***** Data for review *****

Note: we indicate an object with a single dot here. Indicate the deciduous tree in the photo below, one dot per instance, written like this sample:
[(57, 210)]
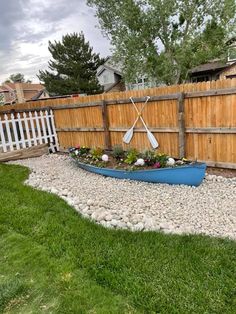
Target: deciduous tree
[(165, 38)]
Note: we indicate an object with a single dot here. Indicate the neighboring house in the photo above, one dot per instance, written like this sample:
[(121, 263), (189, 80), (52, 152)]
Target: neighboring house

*****
***** Data for review *****

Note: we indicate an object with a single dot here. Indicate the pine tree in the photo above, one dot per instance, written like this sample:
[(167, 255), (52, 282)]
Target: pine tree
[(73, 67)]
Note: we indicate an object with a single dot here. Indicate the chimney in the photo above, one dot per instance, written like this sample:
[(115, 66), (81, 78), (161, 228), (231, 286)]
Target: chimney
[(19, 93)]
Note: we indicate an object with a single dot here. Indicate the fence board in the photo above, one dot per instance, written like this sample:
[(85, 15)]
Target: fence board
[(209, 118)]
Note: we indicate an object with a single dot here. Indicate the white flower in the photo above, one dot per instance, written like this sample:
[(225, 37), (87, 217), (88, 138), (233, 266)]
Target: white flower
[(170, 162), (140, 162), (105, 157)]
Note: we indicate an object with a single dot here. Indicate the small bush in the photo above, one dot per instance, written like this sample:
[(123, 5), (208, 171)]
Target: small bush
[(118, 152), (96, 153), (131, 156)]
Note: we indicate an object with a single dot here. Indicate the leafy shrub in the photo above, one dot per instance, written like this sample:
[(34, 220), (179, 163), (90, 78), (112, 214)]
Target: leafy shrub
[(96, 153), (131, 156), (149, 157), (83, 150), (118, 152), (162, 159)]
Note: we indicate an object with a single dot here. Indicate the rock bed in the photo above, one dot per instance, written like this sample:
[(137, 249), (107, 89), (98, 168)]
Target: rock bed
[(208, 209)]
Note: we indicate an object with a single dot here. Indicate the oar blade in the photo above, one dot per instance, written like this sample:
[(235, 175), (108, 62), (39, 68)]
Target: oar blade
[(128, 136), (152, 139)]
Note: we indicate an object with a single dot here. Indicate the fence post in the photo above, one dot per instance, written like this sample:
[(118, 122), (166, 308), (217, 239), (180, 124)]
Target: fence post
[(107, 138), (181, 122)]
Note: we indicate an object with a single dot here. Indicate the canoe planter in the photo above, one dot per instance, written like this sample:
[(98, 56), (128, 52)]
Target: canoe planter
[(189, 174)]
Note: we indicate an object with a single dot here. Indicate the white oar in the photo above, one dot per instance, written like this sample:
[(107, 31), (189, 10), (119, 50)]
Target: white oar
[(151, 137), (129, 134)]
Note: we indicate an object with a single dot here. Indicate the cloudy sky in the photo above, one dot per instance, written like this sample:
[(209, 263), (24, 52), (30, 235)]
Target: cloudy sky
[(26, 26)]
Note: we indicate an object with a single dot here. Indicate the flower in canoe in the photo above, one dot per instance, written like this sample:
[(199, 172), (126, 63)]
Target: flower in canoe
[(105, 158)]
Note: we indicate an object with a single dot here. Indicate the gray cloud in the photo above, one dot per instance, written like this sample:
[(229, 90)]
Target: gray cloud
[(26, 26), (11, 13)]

*****
***** Data for review *****

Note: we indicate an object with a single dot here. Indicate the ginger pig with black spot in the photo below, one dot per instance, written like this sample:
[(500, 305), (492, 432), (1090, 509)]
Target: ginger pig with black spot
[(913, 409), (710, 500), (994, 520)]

*****

**Exercise**
Would you copy out, exactly and with no pictures, only the lines above from the one that contains "Indicate the deciduous" through the one that contains "Target: neighboring house"?

**Expected answer**
Note: we indicate an object with a single dot here. Indicate the deciduous tree in the photo below, one dot per instance, written like this sample:
[(57, 210)]
Target: deciduous tree
[(165, 38)]
Note: we indicate an object with a single dot here. Indicate the neighboring house in the photo above, one dot per instance, written like this sample:
[(121, 263), (189, 80), (52, 152)]
Target: neighboring house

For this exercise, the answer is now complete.